From the records below, reproduce the lines unchanged, starting with the line that contains "the doormat, one" and ending after the line that contains "x=29, y=149".

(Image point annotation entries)
════════

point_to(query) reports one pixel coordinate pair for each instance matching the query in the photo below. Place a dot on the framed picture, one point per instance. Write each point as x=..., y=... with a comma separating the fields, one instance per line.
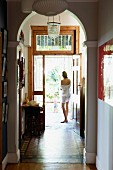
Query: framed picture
x=6, y=112
x=5, y=89
x=3, y=66
x=4, y=40
x=3, y=111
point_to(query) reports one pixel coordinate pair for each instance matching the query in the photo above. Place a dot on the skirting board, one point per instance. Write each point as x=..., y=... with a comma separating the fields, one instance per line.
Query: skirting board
x=14, y=157
x=98, y=164
x=90, y=158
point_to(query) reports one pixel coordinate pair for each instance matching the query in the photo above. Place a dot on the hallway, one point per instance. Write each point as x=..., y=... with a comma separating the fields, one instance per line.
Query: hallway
x=60, y=142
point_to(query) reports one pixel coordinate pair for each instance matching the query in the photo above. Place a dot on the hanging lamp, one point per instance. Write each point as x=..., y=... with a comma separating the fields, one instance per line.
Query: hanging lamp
x=49, y=7
x=53, y=28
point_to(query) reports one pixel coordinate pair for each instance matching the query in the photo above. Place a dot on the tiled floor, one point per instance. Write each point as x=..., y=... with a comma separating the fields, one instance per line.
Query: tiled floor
x=35, y=166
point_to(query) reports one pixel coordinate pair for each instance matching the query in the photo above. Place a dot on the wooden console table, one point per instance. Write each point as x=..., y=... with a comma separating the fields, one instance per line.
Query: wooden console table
x=34, y=120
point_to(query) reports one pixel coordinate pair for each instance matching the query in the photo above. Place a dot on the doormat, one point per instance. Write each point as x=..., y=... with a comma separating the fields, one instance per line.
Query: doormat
x=29, y=149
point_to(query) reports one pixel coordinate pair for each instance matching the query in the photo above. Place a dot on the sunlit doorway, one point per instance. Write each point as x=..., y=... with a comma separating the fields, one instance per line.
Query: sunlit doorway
x=54, y=65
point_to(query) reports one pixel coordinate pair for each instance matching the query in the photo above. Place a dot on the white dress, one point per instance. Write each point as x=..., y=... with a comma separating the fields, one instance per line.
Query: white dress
x=65, y=93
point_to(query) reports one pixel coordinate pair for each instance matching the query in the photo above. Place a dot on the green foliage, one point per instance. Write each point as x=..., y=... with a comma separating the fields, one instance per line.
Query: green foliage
x=52, y=82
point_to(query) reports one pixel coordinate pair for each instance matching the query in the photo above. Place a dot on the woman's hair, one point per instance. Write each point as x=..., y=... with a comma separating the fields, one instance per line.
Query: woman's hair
x=64, y=74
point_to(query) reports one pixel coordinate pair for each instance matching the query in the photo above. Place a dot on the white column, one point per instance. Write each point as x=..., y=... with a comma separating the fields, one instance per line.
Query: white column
x=91, y=102
x=12, y=127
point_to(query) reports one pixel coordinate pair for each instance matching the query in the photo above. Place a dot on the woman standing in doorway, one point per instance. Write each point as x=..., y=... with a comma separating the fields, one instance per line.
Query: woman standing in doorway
x=65, y=95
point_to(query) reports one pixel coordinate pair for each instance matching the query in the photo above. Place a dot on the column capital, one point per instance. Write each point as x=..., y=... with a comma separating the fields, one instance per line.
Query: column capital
x=90, y=43
x=12, y=44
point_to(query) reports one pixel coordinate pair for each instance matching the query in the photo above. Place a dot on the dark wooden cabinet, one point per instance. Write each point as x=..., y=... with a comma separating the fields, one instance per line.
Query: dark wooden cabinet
x=33, y=120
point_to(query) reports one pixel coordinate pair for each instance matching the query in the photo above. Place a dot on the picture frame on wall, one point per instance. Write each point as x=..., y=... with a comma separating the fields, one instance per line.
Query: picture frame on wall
x=4, y=41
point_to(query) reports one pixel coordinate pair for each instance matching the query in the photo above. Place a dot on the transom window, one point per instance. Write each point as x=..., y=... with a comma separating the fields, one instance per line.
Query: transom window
x=61, y=43
x=66, y=43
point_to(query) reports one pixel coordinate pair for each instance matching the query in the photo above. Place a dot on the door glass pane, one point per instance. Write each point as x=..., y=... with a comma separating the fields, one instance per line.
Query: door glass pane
x=38, y=73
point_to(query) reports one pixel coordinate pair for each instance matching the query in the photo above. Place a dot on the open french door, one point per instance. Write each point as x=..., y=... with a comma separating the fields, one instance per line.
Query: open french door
x=39, y=82
x=78, y=110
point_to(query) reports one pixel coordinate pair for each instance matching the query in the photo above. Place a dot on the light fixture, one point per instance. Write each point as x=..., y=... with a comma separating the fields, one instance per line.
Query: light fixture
x=53, y=28
x=49, y=7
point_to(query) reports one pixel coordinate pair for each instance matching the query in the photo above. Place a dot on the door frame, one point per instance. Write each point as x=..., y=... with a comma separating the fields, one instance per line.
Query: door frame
x=42, y=30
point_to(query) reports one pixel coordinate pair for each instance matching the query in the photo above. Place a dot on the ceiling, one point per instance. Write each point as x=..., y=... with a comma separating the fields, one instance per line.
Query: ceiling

════════

_Solution_
point_to(query) reports one pixel coordinate pair for each instance matching the query in the photo above. Place a dot on the doormat, one point per instance. Write each point as x=..., y=... with a comma separating the fields, one instance per line.
Query: doormat
x=29, y=149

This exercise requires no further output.